(Beginning of Supplied data)

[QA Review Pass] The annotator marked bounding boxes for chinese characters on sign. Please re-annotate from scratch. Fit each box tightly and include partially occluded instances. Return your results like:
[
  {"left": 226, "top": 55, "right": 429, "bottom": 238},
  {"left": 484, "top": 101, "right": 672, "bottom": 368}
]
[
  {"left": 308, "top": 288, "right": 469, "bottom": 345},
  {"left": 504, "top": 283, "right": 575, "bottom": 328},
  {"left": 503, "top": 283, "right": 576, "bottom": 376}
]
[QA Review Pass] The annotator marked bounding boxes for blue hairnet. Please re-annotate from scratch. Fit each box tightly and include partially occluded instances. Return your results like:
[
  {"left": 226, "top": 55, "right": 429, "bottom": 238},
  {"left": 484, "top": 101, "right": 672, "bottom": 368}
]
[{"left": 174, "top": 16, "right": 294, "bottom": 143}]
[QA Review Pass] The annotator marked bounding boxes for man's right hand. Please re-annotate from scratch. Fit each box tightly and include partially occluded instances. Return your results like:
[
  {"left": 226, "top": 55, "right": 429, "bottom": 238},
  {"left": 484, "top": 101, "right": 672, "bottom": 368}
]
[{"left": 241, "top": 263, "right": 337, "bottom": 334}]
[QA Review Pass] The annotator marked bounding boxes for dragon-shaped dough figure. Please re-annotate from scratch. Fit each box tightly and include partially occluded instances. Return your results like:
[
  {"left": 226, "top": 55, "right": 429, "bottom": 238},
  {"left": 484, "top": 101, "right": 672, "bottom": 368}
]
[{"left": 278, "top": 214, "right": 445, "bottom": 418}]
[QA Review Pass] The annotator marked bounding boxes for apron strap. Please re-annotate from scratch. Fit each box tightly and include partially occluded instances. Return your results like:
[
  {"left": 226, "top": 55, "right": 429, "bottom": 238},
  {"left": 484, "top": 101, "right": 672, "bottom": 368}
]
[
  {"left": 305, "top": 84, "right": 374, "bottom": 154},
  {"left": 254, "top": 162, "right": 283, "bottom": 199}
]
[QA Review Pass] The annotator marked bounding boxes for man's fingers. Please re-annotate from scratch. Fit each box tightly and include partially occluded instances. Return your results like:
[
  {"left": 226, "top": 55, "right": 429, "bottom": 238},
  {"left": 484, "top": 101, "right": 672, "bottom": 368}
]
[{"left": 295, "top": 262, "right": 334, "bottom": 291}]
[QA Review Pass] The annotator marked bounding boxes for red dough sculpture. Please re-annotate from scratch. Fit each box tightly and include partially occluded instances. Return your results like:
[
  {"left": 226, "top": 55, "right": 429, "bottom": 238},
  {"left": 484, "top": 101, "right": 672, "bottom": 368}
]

(End of Supplied data)

Required work:
I'd like every record written out exactly as given.

Answer space:
[QA Review Pass] The annotator marked bounding boxes for chinese characters on sign. Please re-annotate from scratch. Fit each box tightly and include partially occluded instances. Return your results like:
[
  {"left": 226, "top": 55, "right": 429, "bottom": 238},
  {"left": 484, "top": 101, "right": 672, "bottom": 368}
]
[
  {"left": 308, "top": 288, "right": 469, "bottom": 345},
  {"left": 504, "top": 283, "right": 575, "bottom": 328},
  {"left": 503, "top": 283, "right": 576, "bottom": 376}
]
[QA Review Pass] The annotator marked bounding boxes for blue hairnet. Please re-annotate from scratch. Fit each box tightly and include partially occluded instances. Return your results like:
[
  {"left": 226, "top": 55, "right": 429, "bottom": 238},
  {"left": 484, "top": 101, "right": 672, "bottom": 368}
]
[{"left": 174, "top": 16, "right": 294, "bottom": 143}]
[QA Review Pass] The annotator marked bounding boxes for man's right hand. Please re-annotate from scratch. Fit each box tightly and include partially occluded instances. Return your results like:
[
  {"left": 226, "top": 55, "right": 429, "bottom": 238},
  {"left": 484, "top": 101, "right": 672, "bottom": 368}
]
[{"left": 241, "top": 263, "right": 337, "bottom": 334}]
[QA Review Pass] The annotator marked bounding boxes for dragon-shaped dough figure. Please re-annotate from scratch. Fit each box tightly and include partially occluded instances. Return your results like:
[
  {"left": 226, "top": 55, "right": 429, "bottom": 238},
  {"left": 484, "top": 101, "right": 672, "bottom": 368}
]
[{"left": 278, "top": 214, "right": 445, "bottom": 418}]
[QA Review Pass] The annotator marked bounding boxes for apron strap. Please re-annotate from scratch. Fit each box tightly and include partially occluded instances. Return your results like:
[
  {"left": 226, "top": 55, "right": 429, "bottom": 238},
  {"left": 484, "top": 101, "right": 672, "bottom": 368}
]
[
  {"left": 305, "top": 84, "right": 374, "bottom": 154},
  {"left": 254, "top": 162, "right": 283, "bottom": 199}
]
[QA Review Pass] The annotator marked bounding boxes for man's fingers. Please re-annotate from scratch. Fit each box tightly and include partially occluded instances. Return your results like:
[
  {"left": 226, "top": 55, "right": 429, "bottom": 238},
  {"left": 484, "top": 101, "right": 672, "bottom": 368}
]
[{"left": 295, "top": 262, "right": 334, "bottom": 291}]
[QA Review Pass] The annotator marked bounding boxes for red dough sculpture. Please re-annotate from scratch. Fit each box tightly and include partially occluded instances. Return your results like:
[
  {"left": 226, "top": 55, "right": 429, "bottom": 238},
  {"left": 484, "top": 101, "right": 672, "bottom": 368}
]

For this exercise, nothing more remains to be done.